• [YOUR TASK]
Select all lines in the records that include "player".

== LISTED ENTRIES

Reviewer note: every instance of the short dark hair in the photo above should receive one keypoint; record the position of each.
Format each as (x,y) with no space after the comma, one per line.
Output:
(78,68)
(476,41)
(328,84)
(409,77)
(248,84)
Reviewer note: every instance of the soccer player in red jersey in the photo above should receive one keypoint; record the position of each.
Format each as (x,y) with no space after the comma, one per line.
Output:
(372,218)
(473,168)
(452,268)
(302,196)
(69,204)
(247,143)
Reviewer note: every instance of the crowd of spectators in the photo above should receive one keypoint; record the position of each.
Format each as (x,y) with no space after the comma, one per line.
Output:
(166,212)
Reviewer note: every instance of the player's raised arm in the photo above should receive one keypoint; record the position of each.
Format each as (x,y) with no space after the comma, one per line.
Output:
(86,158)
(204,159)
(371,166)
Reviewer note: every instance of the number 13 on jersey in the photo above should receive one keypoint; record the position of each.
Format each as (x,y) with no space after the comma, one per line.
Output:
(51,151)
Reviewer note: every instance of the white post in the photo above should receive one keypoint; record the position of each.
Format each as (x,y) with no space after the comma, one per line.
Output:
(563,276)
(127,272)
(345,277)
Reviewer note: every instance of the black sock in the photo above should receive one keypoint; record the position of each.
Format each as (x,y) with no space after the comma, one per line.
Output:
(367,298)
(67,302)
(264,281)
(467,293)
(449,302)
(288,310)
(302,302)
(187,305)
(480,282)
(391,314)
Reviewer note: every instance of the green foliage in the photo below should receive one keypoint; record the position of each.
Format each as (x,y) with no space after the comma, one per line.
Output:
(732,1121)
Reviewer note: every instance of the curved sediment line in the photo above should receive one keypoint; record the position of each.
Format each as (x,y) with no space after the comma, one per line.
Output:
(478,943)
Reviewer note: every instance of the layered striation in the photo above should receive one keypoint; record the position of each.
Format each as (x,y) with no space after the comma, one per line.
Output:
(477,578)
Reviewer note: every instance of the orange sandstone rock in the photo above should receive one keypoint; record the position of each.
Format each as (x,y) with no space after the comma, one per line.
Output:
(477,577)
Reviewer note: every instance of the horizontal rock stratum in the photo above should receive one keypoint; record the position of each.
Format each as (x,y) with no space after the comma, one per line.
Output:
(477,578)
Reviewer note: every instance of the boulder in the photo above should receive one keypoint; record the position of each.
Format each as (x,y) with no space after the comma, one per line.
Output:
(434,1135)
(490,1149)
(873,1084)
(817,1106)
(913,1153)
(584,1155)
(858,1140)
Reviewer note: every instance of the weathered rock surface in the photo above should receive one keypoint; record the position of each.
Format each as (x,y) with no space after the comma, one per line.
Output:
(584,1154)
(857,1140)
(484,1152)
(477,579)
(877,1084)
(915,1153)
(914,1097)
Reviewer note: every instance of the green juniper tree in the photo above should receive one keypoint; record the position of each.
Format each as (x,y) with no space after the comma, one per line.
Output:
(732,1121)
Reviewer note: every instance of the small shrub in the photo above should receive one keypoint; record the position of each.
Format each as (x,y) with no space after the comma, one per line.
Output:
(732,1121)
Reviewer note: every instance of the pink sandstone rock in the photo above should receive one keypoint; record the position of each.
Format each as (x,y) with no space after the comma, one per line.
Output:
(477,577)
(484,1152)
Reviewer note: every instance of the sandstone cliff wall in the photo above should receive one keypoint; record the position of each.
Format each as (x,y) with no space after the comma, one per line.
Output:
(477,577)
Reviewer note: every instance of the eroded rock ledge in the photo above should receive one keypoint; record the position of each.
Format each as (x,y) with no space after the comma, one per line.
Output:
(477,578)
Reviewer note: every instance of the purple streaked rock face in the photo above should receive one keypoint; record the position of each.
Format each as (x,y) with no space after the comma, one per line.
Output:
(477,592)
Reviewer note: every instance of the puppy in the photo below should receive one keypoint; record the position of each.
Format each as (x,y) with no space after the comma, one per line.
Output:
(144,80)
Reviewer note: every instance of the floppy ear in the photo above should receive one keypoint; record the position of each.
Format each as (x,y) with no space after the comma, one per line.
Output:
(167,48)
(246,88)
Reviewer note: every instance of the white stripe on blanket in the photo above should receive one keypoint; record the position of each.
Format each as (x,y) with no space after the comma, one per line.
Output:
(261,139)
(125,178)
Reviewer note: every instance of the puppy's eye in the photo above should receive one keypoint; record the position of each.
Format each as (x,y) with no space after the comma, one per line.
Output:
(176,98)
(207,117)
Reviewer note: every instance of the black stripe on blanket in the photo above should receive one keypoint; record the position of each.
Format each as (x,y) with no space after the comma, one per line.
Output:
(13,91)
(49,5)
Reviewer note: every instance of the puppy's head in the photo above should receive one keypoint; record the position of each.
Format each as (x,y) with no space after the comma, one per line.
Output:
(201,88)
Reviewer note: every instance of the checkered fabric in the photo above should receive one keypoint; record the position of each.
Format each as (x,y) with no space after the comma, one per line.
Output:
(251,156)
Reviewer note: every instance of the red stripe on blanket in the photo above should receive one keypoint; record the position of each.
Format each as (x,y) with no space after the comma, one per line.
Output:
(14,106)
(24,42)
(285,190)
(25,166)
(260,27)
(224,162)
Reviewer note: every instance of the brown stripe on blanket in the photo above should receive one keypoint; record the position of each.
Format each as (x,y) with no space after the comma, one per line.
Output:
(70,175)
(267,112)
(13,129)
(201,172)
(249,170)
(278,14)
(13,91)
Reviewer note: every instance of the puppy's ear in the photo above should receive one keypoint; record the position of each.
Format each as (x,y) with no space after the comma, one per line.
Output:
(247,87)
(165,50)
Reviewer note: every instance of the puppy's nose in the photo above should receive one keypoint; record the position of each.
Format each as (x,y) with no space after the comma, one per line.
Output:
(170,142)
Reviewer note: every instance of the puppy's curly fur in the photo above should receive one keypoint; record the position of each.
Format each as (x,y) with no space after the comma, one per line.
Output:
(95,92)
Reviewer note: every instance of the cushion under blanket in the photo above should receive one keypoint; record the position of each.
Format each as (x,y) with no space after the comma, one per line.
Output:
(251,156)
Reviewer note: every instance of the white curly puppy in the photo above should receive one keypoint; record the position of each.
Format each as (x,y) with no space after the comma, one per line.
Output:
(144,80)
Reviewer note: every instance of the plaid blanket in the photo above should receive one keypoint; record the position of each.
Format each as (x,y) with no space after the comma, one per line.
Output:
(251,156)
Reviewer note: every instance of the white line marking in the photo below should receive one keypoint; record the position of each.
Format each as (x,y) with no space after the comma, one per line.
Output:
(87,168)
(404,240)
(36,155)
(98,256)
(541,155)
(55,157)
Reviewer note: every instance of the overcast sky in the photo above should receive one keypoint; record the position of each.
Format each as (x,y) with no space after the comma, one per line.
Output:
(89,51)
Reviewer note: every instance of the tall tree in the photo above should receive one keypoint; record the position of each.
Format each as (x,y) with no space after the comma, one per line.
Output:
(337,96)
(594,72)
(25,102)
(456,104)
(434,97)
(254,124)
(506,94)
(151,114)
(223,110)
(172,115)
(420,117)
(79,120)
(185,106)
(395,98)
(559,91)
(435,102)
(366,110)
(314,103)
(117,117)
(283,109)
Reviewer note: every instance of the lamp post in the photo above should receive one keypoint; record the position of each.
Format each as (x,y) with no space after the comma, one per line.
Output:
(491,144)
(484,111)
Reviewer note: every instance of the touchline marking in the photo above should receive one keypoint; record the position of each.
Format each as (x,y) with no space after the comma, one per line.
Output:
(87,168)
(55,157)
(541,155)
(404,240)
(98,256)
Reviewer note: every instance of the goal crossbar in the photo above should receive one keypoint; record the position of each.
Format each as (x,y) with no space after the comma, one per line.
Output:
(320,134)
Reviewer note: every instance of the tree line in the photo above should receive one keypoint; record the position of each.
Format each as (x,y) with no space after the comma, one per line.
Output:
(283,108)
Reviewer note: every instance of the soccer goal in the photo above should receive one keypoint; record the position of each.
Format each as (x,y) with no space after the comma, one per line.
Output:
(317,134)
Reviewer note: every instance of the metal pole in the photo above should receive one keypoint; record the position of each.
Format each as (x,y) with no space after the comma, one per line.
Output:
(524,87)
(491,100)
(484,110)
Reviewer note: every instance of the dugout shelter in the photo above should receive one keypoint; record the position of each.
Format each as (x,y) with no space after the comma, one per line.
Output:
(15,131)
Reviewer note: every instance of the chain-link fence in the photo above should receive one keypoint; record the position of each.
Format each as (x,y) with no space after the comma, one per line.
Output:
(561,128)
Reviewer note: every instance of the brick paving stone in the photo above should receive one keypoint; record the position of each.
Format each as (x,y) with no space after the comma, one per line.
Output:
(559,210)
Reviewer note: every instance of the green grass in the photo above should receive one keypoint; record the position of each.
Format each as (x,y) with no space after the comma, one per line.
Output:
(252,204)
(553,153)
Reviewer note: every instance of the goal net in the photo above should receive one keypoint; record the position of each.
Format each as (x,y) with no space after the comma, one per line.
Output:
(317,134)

====

• [RESPONSE BELOW]
Reviewer note: every instance of the soccer player in red jersey in the photo above should receive one keypoint; record the position of each.
Reviewer note: every instance of the player's raised arm in the photo above should receive one keypoint; record the position of each.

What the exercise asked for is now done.